● **WHAT IS ASKED**: Reproduce the lines from the one containing "Pass-network tagging: label the white football" through the one containing "[(1317, 472)]", inclusive, replacing each "label" with "mark" and leaving everything else unchanged.

[Records from a data source]
● ● ● ●
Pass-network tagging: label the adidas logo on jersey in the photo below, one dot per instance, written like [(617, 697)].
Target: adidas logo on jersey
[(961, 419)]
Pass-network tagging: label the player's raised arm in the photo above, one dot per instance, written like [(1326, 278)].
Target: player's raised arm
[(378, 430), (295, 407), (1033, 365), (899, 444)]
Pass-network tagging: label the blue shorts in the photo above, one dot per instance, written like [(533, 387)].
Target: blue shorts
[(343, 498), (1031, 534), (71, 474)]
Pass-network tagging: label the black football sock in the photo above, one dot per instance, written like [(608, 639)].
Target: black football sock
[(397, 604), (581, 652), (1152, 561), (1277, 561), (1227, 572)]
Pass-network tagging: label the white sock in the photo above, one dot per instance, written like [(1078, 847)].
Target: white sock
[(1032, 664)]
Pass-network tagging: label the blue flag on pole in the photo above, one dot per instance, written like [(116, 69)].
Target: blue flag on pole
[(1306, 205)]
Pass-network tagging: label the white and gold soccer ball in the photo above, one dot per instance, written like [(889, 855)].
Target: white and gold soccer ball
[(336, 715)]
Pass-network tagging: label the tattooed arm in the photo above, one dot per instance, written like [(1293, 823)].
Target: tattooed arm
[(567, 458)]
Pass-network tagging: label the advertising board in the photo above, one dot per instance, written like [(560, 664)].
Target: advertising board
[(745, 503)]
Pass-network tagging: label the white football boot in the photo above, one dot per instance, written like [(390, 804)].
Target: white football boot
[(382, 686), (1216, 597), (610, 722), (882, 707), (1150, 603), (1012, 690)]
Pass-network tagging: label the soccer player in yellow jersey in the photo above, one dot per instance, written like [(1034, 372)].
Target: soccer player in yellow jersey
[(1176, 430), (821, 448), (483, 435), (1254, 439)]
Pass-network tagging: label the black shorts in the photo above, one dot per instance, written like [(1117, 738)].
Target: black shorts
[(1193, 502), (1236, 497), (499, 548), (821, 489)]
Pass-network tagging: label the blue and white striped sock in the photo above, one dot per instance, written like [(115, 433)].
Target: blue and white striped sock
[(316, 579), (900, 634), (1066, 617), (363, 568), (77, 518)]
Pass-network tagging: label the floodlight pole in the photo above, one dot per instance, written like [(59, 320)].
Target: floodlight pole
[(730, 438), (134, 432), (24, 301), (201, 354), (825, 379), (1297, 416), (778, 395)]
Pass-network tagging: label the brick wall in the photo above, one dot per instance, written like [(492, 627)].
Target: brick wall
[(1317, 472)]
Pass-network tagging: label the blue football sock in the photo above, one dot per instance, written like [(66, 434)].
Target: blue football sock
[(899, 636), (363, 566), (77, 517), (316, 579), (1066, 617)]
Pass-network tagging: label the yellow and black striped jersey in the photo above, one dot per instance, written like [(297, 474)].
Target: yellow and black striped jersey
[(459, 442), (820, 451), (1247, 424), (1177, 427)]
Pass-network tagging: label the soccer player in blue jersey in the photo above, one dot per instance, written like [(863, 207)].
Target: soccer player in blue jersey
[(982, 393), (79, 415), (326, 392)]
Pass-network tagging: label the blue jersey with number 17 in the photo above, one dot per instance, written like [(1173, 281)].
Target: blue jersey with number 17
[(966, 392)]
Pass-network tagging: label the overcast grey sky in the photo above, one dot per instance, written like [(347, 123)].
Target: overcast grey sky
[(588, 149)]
● ● ● ●
● **RESULT FOR THIS EXERCISE**:
Pass-network tagging: mark the white football boot in the photo above, one dot per instance, written like [(390, 804)].
Target: white football boot
[(382, 686), (1216, 597), (610, 722), (882, 707), (1150, 603), (1012, 690)]
Pass-network tagging: mark the soccer player in yellow jersey in the photo above, one dot per instance, written like [(1034, 372)].
Target: soccer player in yellow jersey
[(1176, 430), (821, 448), (483, 435), (1254, 439)]
Pass-network tagging: mark the black shorts in the photo above, one dot per instance, written like [(1117, 738)].
Target: black shorts
[(1193, 502), (1236, 497), (499, 548), (821, 489)]
Pass-network tagging: mark the blue and white striped sock in the photo above, one dot per instance, written like [(115, 433)].
Target: blue and white striped sock
[(316, 579), (900, 634), (1066, 617), (363, 568), (77, 518)]
Pass-network tagging: mark the floodlight pole in the photo above, one dot per instance, written like [(59, 320)].
Target: floodlight pole
[(730, 438), (134, 432), (24, 301), (201, 354), (825, 379), (1297, 416), (778, 395)]
Pass-network tagging: mark the brick wall in the photo above, one dot per instance, written like [(492, 627)].
Target: brick wall
[(1317, 472)]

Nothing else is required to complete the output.